Search the entries for the word "sleeve" and report each line that has it.
[Start of section]
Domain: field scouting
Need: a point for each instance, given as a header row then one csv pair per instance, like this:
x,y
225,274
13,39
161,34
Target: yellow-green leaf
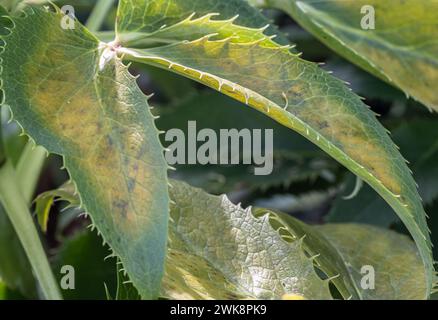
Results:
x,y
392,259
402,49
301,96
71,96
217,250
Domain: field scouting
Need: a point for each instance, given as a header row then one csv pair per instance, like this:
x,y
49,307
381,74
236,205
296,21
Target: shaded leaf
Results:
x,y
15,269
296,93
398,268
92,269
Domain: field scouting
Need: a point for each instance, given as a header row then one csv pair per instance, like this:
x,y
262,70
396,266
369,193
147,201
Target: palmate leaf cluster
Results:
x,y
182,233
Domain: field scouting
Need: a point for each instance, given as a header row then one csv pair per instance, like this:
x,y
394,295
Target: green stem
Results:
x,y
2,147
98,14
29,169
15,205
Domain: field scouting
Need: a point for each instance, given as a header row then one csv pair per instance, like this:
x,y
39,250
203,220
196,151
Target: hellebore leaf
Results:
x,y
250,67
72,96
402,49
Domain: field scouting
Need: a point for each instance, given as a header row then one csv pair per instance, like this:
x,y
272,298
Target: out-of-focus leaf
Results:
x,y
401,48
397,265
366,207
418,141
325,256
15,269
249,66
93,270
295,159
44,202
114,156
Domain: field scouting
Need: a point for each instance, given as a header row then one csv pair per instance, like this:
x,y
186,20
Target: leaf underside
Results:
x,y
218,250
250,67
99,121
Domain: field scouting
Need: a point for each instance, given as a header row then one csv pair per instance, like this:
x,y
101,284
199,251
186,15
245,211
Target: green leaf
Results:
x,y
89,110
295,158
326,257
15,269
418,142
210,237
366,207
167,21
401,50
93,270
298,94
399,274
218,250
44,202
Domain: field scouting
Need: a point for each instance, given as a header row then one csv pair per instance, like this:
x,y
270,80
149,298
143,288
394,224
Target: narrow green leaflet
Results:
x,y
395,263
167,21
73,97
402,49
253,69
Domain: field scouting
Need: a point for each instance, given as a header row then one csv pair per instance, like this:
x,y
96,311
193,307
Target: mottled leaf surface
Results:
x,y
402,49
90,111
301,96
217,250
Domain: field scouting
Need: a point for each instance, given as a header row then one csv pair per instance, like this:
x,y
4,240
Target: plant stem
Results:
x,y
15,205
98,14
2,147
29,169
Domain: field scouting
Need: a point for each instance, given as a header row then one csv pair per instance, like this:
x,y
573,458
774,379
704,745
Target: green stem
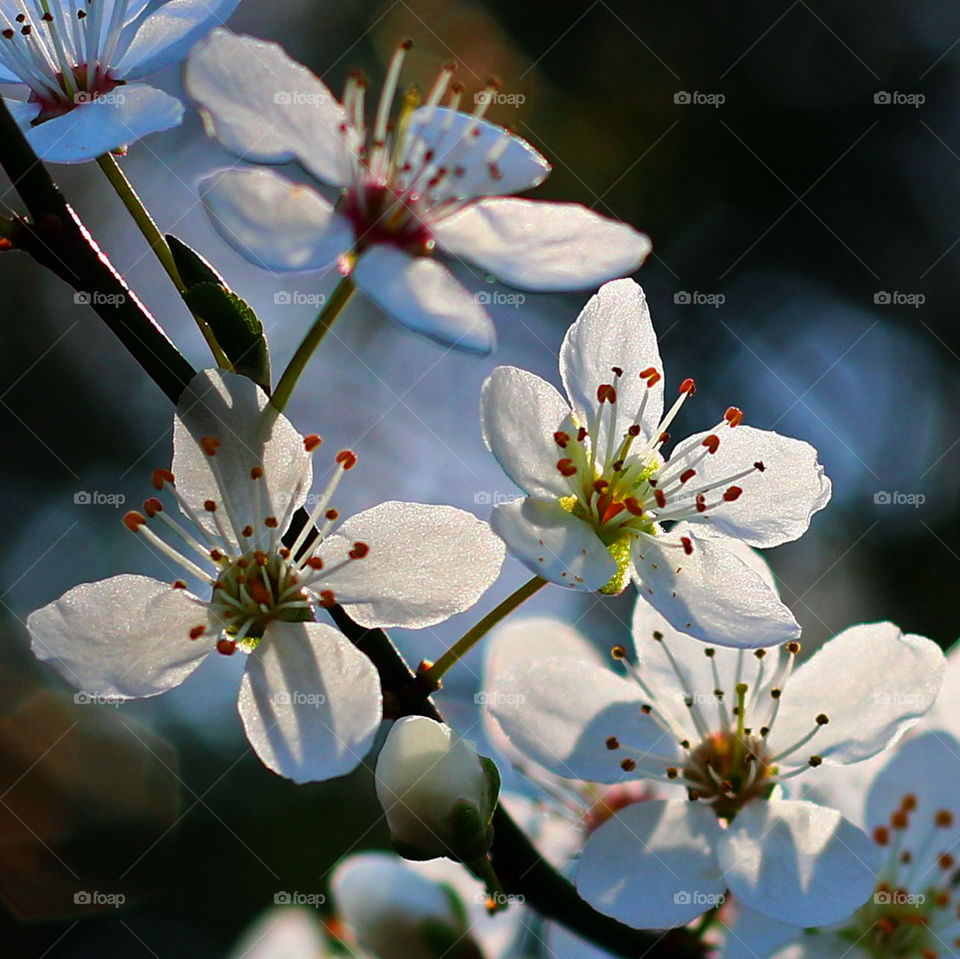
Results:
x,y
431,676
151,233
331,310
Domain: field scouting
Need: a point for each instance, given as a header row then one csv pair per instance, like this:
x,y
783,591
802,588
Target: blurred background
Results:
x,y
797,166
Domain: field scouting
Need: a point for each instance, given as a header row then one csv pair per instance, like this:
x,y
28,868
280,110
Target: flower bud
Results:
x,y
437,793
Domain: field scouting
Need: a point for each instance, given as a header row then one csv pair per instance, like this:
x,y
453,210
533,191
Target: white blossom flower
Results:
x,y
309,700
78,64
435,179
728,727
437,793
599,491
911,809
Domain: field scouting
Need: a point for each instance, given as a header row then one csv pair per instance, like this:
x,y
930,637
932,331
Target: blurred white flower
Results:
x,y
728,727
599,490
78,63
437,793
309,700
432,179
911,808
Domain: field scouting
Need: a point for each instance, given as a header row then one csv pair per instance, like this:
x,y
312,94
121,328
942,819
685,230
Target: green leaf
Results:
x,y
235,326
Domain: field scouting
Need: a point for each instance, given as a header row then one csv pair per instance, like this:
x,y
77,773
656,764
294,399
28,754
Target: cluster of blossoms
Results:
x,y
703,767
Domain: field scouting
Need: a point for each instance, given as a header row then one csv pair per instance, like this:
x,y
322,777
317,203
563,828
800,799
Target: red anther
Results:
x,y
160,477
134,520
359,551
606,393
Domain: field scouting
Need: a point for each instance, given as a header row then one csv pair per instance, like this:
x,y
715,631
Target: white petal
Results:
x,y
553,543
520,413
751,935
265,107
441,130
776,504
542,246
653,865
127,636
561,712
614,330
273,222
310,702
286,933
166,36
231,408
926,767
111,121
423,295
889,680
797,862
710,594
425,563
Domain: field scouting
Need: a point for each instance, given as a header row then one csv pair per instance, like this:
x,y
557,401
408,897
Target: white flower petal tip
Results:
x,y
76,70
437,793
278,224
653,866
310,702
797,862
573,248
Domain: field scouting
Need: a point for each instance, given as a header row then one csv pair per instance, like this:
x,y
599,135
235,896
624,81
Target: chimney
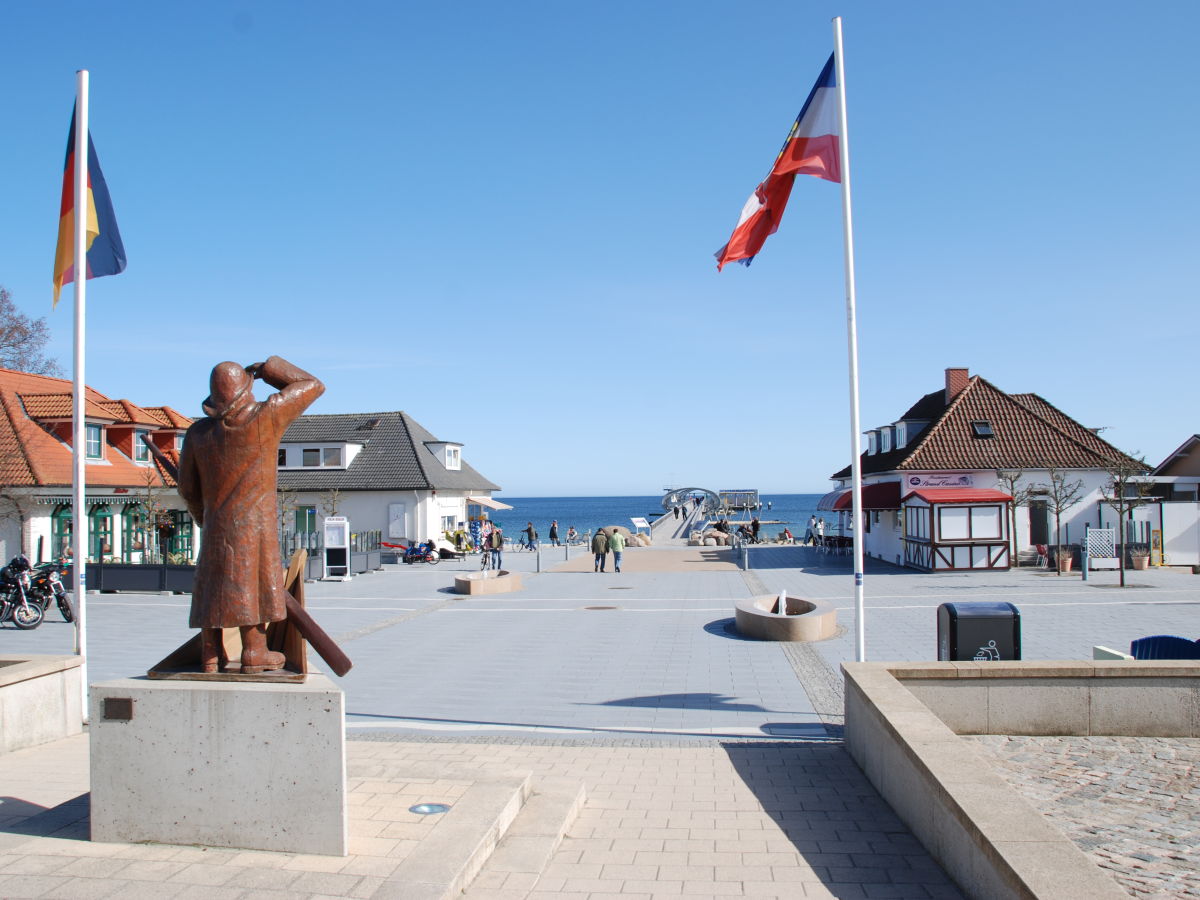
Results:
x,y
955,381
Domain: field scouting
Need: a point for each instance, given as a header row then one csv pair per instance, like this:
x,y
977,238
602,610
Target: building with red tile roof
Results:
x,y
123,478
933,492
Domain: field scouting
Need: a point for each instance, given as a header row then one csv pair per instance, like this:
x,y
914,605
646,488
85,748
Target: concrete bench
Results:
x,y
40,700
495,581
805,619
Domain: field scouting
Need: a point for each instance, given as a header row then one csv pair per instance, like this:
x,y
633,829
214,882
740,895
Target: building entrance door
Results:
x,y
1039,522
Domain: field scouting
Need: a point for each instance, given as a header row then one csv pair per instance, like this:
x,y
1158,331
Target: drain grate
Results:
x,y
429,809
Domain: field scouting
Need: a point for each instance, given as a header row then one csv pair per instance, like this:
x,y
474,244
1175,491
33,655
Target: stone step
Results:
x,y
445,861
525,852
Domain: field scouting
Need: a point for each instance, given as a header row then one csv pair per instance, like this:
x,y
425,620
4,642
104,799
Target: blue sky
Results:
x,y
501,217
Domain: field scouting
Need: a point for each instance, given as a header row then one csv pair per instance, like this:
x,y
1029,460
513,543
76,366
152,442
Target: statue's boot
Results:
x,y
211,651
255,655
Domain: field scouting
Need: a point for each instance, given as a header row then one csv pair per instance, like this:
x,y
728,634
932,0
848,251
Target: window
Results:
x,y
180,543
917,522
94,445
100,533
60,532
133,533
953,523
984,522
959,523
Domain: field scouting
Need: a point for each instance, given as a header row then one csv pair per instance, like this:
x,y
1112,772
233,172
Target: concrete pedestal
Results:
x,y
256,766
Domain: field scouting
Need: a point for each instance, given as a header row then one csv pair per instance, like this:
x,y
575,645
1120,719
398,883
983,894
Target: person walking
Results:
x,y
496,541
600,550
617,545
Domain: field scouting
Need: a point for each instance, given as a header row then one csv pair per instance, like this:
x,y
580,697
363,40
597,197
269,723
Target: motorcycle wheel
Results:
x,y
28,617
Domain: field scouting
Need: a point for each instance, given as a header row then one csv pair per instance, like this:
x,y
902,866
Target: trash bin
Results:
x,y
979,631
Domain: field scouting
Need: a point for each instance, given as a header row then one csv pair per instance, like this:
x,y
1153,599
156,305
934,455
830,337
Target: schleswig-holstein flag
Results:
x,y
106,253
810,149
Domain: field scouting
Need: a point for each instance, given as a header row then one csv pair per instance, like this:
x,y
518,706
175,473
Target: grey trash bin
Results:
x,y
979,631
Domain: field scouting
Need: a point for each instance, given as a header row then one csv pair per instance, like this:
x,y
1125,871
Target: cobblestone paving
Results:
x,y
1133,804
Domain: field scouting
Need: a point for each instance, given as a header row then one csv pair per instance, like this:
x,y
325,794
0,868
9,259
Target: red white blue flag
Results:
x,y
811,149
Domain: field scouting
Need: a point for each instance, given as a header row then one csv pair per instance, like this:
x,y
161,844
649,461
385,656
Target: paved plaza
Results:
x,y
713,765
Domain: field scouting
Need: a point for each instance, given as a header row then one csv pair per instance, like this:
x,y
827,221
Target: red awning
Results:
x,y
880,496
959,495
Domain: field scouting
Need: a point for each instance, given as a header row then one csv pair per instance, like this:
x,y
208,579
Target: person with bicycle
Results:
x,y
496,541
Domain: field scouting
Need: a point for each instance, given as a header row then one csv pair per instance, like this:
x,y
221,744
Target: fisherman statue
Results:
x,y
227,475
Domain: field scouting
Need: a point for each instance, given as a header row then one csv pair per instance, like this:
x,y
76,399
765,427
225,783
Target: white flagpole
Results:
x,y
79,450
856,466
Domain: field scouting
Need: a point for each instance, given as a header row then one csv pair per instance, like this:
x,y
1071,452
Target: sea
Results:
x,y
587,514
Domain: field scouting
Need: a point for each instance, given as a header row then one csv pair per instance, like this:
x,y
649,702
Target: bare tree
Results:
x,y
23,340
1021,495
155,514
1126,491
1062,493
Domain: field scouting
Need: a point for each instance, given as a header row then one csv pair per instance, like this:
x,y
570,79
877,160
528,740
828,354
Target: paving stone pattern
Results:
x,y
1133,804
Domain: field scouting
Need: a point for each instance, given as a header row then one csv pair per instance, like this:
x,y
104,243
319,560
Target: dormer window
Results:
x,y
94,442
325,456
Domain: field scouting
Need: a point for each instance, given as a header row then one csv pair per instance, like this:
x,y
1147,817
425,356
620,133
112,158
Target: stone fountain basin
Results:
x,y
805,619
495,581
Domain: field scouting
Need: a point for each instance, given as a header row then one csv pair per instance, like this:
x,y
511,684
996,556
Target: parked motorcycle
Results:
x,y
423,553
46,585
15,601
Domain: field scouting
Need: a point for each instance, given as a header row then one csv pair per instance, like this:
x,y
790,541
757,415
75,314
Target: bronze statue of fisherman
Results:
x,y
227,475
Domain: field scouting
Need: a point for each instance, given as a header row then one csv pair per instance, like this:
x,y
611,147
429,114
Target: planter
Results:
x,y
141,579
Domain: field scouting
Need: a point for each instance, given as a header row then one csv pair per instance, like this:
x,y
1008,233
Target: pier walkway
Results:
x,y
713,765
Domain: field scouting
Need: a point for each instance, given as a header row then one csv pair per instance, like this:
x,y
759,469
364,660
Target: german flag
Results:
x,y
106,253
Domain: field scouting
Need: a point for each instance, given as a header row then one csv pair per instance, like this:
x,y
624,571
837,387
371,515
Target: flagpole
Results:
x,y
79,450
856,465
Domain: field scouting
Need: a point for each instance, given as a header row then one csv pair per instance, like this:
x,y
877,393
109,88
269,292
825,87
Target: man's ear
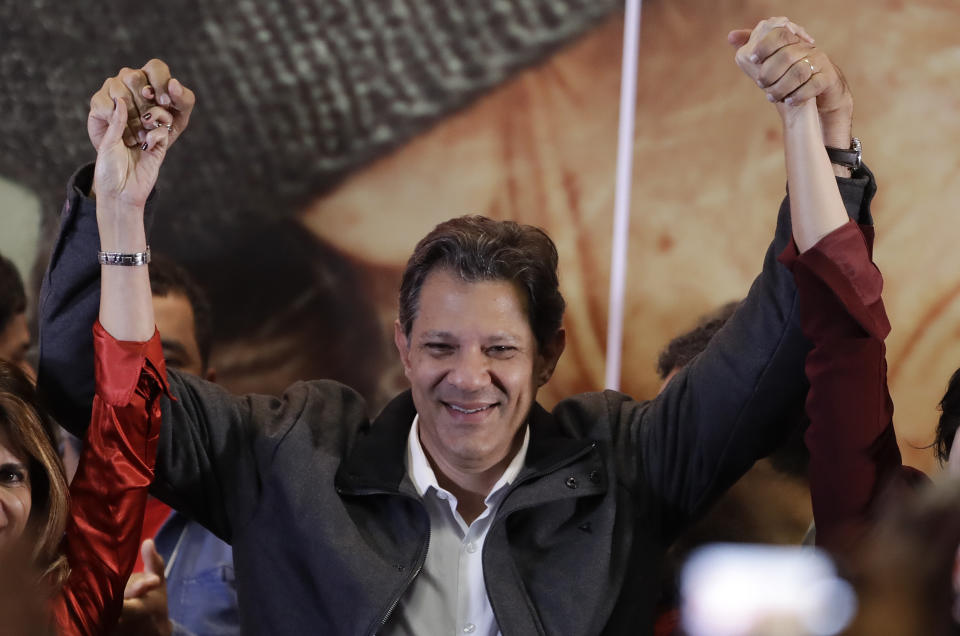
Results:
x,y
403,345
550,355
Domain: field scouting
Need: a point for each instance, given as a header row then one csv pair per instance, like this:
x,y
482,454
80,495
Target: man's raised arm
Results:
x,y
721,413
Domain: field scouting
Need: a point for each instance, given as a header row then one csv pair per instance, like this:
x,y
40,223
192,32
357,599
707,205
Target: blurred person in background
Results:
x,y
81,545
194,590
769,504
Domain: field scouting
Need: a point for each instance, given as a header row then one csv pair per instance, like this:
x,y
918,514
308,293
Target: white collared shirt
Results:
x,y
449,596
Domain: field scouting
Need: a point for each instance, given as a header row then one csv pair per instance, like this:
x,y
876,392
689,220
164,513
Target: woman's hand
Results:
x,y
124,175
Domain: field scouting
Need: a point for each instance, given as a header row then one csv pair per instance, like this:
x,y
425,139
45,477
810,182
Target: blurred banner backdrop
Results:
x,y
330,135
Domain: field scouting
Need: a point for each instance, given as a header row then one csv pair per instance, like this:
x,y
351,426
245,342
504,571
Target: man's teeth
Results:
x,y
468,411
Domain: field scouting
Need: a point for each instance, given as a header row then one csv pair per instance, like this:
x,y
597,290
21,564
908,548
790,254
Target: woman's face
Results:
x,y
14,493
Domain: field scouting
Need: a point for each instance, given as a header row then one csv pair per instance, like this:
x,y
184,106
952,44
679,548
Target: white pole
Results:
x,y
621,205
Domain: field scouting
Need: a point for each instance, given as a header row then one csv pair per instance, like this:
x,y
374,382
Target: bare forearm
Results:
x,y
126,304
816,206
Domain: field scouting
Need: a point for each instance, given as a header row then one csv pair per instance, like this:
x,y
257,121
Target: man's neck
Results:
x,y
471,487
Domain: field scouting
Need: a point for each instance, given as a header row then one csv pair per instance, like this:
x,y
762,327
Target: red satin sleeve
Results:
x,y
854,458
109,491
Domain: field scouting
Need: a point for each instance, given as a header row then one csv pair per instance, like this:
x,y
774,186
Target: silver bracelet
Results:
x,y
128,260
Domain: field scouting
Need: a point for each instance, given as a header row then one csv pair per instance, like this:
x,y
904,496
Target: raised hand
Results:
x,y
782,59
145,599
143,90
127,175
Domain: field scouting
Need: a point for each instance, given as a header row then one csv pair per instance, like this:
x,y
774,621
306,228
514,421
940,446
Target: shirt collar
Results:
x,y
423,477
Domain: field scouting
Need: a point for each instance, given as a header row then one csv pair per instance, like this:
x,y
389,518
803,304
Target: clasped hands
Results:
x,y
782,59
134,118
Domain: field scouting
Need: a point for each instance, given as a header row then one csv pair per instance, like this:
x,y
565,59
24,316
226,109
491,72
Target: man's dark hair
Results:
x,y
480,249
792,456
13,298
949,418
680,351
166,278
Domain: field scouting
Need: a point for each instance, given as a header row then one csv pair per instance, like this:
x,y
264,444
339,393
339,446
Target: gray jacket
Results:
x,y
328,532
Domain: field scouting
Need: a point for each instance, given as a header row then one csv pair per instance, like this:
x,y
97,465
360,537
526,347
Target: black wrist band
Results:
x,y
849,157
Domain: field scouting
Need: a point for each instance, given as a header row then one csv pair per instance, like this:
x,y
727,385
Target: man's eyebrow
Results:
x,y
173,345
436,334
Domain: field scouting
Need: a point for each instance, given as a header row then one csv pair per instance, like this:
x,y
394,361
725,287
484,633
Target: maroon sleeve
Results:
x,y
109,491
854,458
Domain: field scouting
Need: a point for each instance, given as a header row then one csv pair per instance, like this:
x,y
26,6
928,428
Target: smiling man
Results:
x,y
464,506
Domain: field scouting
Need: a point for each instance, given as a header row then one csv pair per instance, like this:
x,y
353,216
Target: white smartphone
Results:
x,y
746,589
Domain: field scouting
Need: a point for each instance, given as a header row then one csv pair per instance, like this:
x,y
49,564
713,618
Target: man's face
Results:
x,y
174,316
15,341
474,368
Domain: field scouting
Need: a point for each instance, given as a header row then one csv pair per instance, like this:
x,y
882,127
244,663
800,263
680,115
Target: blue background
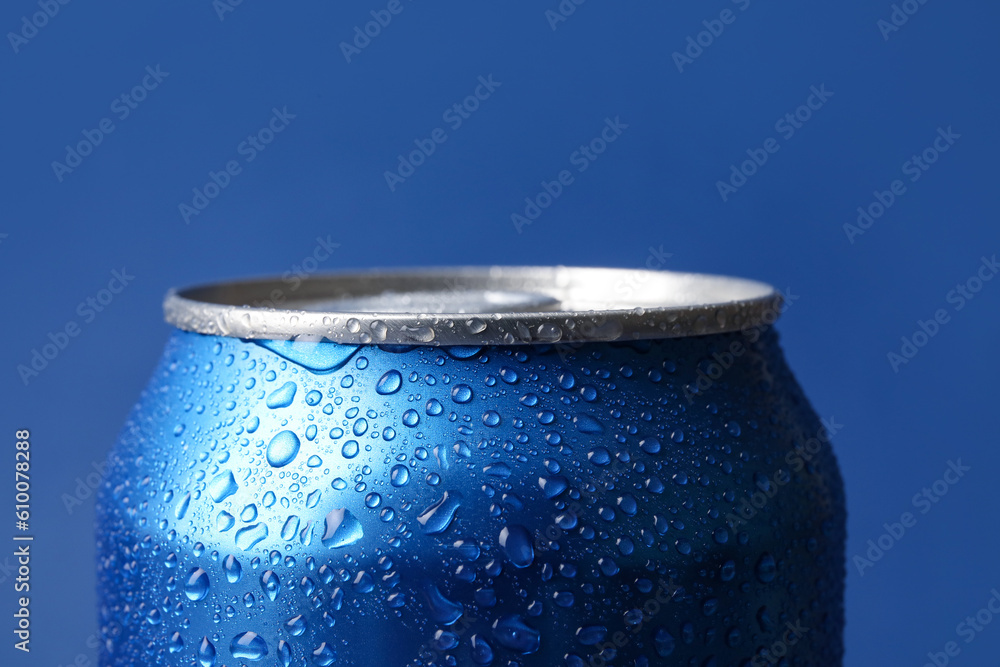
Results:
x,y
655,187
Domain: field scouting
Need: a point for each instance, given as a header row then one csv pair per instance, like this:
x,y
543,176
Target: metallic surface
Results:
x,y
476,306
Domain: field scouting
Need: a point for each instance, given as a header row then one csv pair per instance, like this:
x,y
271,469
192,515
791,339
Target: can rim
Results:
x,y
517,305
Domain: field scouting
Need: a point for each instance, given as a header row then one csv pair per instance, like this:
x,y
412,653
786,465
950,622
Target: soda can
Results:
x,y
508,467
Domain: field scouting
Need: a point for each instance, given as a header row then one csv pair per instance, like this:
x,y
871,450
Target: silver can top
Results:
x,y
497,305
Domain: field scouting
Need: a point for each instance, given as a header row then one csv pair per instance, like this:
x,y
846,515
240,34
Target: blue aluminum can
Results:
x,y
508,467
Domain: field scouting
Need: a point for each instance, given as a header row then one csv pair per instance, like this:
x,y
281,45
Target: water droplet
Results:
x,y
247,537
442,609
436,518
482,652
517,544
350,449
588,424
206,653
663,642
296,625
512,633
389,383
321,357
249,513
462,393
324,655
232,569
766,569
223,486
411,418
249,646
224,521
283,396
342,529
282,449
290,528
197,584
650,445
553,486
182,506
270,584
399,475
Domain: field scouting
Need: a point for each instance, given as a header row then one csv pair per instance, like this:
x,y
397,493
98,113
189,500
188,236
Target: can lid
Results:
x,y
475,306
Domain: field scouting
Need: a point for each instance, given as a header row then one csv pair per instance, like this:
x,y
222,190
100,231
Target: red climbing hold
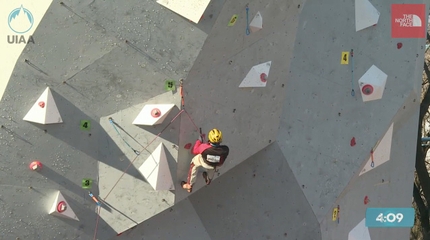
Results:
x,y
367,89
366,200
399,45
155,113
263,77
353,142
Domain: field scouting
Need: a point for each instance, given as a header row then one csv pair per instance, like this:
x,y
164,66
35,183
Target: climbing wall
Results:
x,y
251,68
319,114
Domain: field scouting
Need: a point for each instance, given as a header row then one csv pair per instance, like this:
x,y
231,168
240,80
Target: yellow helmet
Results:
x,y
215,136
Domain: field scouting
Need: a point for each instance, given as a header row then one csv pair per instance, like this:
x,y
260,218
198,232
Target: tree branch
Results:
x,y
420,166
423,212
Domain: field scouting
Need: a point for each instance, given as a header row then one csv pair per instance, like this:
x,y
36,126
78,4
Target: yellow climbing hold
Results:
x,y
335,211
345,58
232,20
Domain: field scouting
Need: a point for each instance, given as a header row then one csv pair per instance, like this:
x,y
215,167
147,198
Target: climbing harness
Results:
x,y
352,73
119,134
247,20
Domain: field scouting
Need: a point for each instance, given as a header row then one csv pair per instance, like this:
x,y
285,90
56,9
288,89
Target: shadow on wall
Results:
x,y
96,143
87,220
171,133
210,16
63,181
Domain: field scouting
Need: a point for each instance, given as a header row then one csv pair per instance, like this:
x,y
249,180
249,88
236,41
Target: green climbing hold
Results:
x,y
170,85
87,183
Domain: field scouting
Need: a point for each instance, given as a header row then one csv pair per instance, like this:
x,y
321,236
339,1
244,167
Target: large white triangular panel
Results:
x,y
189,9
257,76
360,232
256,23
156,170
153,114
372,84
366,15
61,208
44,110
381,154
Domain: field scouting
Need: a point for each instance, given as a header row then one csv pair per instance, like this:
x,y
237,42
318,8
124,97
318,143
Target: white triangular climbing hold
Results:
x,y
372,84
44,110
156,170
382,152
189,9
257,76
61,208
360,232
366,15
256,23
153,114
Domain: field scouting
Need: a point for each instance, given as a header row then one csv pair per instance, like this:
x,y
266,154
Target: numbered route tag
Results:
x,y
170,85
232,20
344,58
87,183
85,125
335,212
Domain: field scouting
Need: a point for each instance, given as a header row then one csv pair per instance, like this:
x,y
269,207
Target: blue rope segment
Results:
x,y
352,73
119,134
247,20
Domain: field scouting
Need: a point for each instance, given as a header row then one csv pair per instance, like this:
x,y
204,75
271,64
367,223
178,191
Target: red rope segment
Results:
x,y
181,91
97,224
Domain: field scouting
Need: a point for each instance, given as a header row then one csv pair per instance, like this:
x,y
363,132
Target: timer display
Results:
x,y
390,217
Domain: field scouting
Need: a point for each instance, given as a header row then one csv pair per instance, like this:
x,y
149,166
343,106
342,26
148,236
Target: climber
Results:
[End of section]
> [Response area]:
Target: red satin sleeve
Target: maroon sleeve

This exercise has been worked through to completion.